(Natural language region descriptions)
=== Begin Enclosure ===

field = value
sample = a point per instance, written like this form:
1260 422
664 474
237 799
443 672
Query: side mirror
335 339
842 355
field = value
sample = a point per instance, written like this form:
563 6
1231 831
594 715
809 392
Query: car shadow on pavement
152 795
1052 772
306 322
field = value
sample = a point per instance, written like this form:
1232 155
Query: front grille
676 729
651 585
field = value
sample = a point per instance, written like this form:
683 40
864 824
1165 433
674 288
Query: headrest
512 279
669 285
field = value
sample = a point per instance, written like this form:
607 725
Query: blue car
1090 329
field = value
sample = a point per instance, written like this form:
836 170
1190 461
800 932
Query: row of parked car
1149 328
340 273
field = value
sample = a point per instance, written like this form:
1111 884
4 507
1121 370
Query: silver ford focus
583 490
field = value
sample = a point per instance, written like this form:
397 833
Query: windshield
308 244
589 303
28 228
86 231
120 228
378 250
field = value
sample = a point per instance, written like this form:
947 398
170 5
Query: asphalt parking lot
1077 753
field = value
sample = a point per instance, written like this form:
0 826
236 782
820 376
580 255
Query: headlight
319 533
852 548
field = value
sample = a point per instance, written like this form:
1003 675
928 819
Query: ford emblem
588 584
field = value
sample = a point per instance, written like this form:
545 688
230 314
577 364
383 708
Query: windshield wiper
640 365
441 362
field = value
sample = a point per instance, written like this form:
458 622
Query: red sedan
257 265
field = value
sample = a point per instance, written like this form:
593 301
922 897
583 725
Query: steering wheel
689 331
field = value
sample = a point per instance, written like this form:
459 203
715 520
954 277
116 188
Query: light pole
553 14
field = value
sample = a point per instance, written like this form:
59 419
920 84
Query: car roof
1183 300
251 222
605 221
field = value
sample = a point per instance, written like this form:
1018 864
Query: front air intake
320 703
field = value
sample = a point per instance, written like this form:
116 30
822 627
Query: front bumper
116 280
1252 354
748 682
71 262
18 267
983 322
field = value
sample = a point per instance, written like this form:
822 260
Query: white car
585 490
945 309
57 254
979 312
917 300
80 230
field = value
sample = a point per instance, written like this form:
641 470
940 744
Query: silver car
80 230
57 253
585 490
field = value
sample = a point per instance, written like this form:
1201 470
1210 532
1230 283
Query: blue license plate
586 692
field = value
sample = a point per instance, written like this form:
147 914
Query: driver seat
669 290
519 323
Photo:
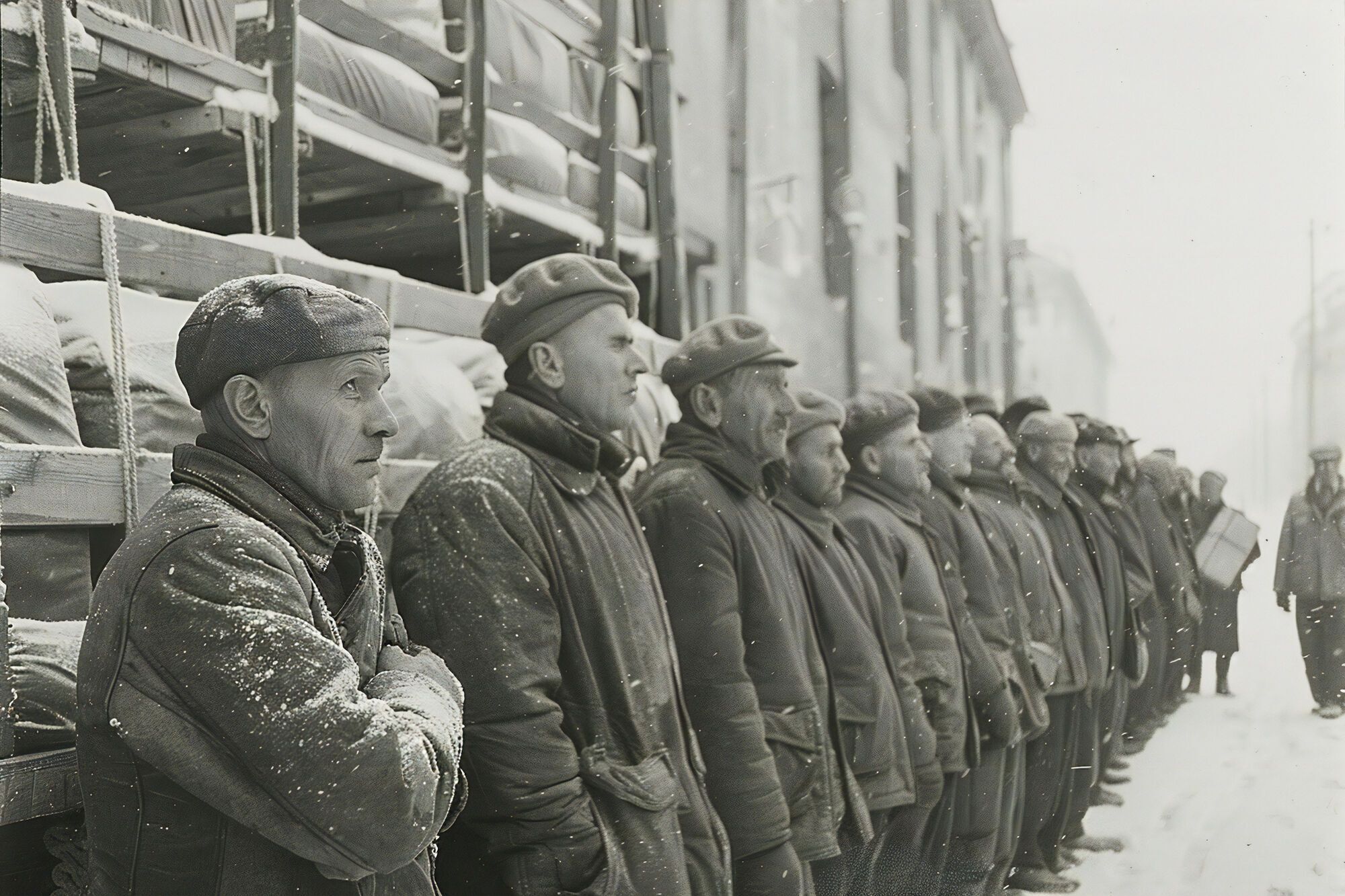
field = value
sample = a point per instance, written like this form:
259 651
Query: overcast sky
1175 154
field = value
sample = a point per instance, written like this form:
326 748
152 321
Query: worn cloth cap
981 404
545 296
251 325
1044 425
874 413
718 348
938 408
1325 452
1016 412
1096 432
814 409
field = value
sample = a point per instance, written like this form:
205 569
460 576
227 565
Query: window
907 307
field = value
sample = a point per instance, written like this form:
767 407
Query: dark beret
718 348
1016 412
545 296
814 409
981 404
252 325
874 413
1097 432
938 408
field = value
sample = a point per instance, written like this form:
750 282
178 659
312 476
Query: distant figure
1218 630
1312 565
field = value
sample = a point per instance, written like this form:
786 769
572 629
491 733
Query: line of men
888 646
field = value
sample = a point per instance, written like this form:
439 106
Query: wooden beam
473 213
607 131
54 486
661 104
186 264
283 53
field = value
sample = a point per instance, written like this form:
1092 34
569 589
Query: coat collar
249 483
817 521
574 456
875 489
1042 486
732 466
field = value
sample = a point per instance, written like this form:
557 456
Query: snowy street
1235 797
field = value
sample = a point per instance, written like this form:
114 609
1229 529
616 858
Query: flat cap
1096 432
1044 425
874 413
938 408
1324 452
981 404
718 348
1017 411
814 409
251 325
548 295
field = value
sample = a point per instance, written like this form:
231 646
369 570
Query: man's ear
248 407
871 460
548 365
708 405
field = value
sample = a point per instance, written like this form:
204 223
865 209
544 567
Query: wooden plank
135 49
607 131
54 486
186 264
672 288
473 221
357 26
283 54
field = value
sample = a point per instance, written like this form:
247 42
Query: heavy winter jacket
1035 615
521 560
1312 549
757 682
1074 559
1105 544
991 599
1175 579
1052 615
844 599
235 735
954 669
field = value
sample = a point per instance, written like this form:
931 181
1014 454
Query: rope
120 377
46 111
251 158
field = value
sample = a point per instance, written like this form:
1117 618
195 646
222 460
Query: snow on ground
1235 797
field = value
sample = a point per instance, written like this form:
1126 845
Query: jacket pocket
793 737
638 814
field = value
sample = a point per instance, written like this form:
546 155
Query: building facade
844 175
1059 349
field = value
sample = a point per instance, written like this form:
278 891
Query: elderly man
961 682
251 716
948 427
1047 459
884 732
1046 611
1219 619
521 560
1312 565
757 681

=== End Enclosure ===

[TASK TO COMPLETE]: Pictures should be left out when the records above are restated exactly.

[YOUR SOLUTION]:
field = value
sample = a point per instance, written like this form:
1260 422
664 474
237 799
443 672
Query: side mirror
335 339
842 355
field = value
sample = a point per instance, written like this form:
563 6
1231 831
594 715
809 392
Query: car shadow on pavement
152 795
1052 772
306 322
field = value
sample = a point per instance, written like this form:
1232 155
Query: front grille
676 729
651 585
field = value
sample = a point per instance, written like this form:
683 40
864 824
1165 433
674 288
Query: headrest
512 279
669 285
field = value
sample = a point per instance, written like this form:
607 725
Query: blue car
1090 329
field = value
sample = a point per instance, written like this form:
836 170
1190 461
800 932
Query: row of parked car
1149 328
340 273
field = value
sample = a point per instance, written like this form:
1111 884
4 507
1121 370
Query: silver ford focus
583 490
field = value
sample = a point per instance, written like this form:
397 833
Query: windshield
308 244
589 303
28 228
86 231
120 228
378 250
field = value
sample = a point per instance, written like this form:
947 398
170 5
Query: asphalt parking lot
1077 753
field = value
sample = a point per instance, written like this form:
0 826
236 782
820 376
580 255
Query: headlight
319 533
852 548
field = value
sample = a point per instance, written like this form:
1003 675
928 819
Query: ford emblem
588 584
field = value
sample = a point per instance, written like this form:
545 688
230 314
577 364
383 708
Query: windshield wiper
640 365
441 362
field = value
sample = a point per instance, written like this form:
458 622
Query: red sedan
257 265
field = value
sample = a point per instance, written like this form:
593 301
922 897
583 725
Query: steering wheel
689 331
field = value
sample = a point per instance, written like this form:
459 203
715 520
954 277
116 188
Query: light pole
553 14
field = value
sample = a point per instance, written like this form:
59 419
920 84
Query: car roof
1183 300
251 222
605 221
field = value
sample = a point per instance, written like this form:
1018 864
Query: front air intake
320 703
field = value
sample = a point per instance, written like this form:
116 30
822 627
Query: front bumper
116 280
1252 354
748 682
71 262
18 267
983 322
field = value
sample = a point per instance, written like this form:
822 260
Query: white car
585 490
945 309
57 254
979 312
917 300
80 230
field = value
sample = a point per instance, written like this form:
641 470
940 744
Query: silver car
80 230
57 253
585 490
field = value
sample = a point per instance, written like this form:
1201 470
1210 532
1230 283
Query: blue license plate
586 692
field = value
sample = a point per instance, written like this form:
147 914
Query: driver seat
669 290
519 323
Photo:
field = value
sample = a point per instance, written like this form:
259 651
Query: overcast sky
1175 154
field = value
sample = a point per instance, written like this form:
326 748
152 321
Query: worn cloth cap
981 404
545 296
251 325
1044 425
874 413
718 348
938 408
1325 452
1016 412
1096 432
814 409
field = value
sample = a point per instance, written like this form:
205 569
460 576
227 565
Query: window
907 307
field = value
sample = a point per instance, written like this form:
767 407
Query: dark beret
718 348
1016 412
545 296
814 409
981 404
252 325
874 413
1097 432
938 408
field = value
sample = a point per instance, written like this form:
750 282
178 659
312 476
Query: distant figure
1218 630
1312 565
field = value
sample = a point per instance, written like this form:
786 769
572 629
491 733
Query: line of men
888 646
field = value
sample = a point per instance, written like this form:
439 106
Query: wooden beam
473 213
607 131
54 486
661 104
186 264
283 53
field = value
sample = a point per instance, written like this form:
1092 34
569 589
Query: coat collar
249 483
817 521
574 456
875 489
1042 486
732 466
field = value
sample = a point per instance, written like this form:
557 456
Query: snowy street
1235 797
field = value
sample = a point per instance, written like this form:
114 609
1229 529
616 858
Query: flat cap
1096 432
1044 425
874 413
938 408
1324 452
981 404
718 348
1017 411
814 409
251 325
548 295
field = value
sample = a point per instance, written like this form:
231 646
369 570
Query: man's ear
248 407
871 460
548 365
708 405
field = value
sample = a point per instance, written like this form:
204 223
865 209
544 567
Query: wooden plank
135 49
607 131
54 486
186 264
672 288
473 221
357 26
283 54
field = value
sample = a point per instance, written like this form:
247 42
Query: heavy winter jacket
1035 615
521 560
1312 549
757 682
1074 559
1105 544
991 599
1175 579
1052 615
844 599
235 735
954 669
field = value
sample = a point per instance, written like this form:
931 181
1014 454
Query: rope
120 377
46 111
251 158
field = value
sample = a point per instance, written like this form:
1117 618
195 646
222 460
Query: snow on ground
1235 797
field = value
sample = a point per instance, written like this form:
1126 845
Query: jacket pocket
793 737
638 814
field = value
sample = a point per instance, written like this form:
546 155
Query: building facade
844 175
1059 349
field = value
sample = a point per instance, written like this form:
278 891
Query: elderly man
961 682
251 716
948 427
1047 459
884 732
1046 611
1219 619
521 560
1312 565
757 681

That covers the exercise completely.